» **INSTRUCTIONS**
**1.** Output the review's text from "And perhaps her" to "an everything bagel.", word for word.
**2.** Put this sentence from the review into Spanish: "But ultimately, this is a story that goes up to bat against the nihilism that many people, particularly younger generations, grapple with."
**3.** List the first word of every paragraph in the review, in the order they appear.

--- START TEXT EXTRACT ---

And perhaps her most heinous act? Staining the reputation of a beloved breakfast food by creating a destructive black hole in the image of an everything bagel. 

During Part 2, titled “Everywhere”, Evelyn succumbs to Jobu Tupaki’s belief that nothing really matters in a world woven together by every chaotic possibility in the book. And the antagonist becomes nothing more than a lonely individual desperate for someone to understand her worldview. 

But ultimately, this is a story that goes up to bat against the nihilism that many people, particularly younger generations, grapple with. 

It forces us to consider the possibility that maybe, an overwhelming vast reality doesn’t equate to less reasons to care about the path that lays ahead of us; rather, it’s an opportunity to embrace as much as we can. 

Evelyn becomes disinterested with fighting fire with indifference and leads us into Part 3, “All at Once”, through the unadulterated power of love. 

After bearing witness to a portion of the infinite number of paths that could’ve been hers, she still manages to regain clarity on what makes her universe special: her family. 

The emotional reconnection between mother and daughter is a moment you might feel entirely unequipped for (copious tissue boxes may help), but it grounds this story of everything and everywhere in the things that matter and the meanings we have the power to carve.

--- END TEXT EXTRACT ---
--- START DATA RECORDS ---

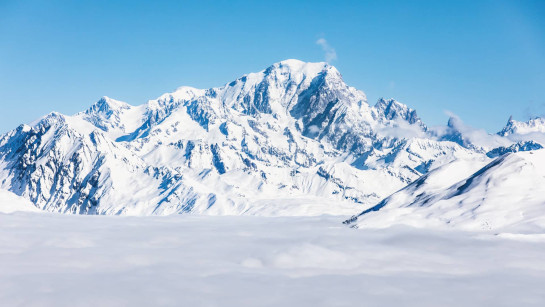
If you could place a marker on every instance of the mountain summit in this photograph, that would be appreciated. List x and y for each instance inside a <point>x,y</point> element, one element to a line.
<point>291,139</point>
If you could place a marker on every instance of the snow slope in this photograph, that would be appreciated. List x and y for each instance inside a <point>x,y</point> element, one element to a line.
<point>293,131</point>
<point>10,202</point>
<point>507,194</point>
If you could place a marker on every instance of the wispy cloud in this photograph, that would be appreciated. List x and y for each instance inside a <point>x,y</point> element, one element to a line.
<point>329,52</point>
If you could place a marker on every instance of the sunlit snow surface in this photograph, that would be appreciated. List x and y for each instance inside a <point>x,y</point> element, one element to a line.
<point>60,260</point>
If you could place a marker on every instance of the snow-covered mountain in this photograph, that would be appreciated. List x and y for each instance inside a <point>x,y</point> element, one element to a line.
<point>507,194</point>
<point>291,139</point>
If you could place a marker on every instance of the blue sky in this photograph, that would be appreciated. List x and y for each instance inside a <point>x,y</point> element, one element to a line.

--- END DATA RECORDS ---
--- START DATA RECORDS ---

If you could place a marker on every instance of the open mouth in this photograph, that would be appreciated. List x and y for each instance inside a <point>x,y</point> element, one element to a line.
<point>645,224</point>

--- END DATA RECORDS ---

» **TASK-BY-TASK RESULTS**
**1.**
And perhaps her most heinous act? Staining the reputation of a beloved breakfast food by creating a destructive black hole in the image of an everything bagel.

**2.** Pero, en última instancia, esta es una historia que se enfrenta al nihilismo con el que lidian muchas personas, en particular las generaciones más jóvenes.

**3.**
And
During
But
It
Evelyn
After
The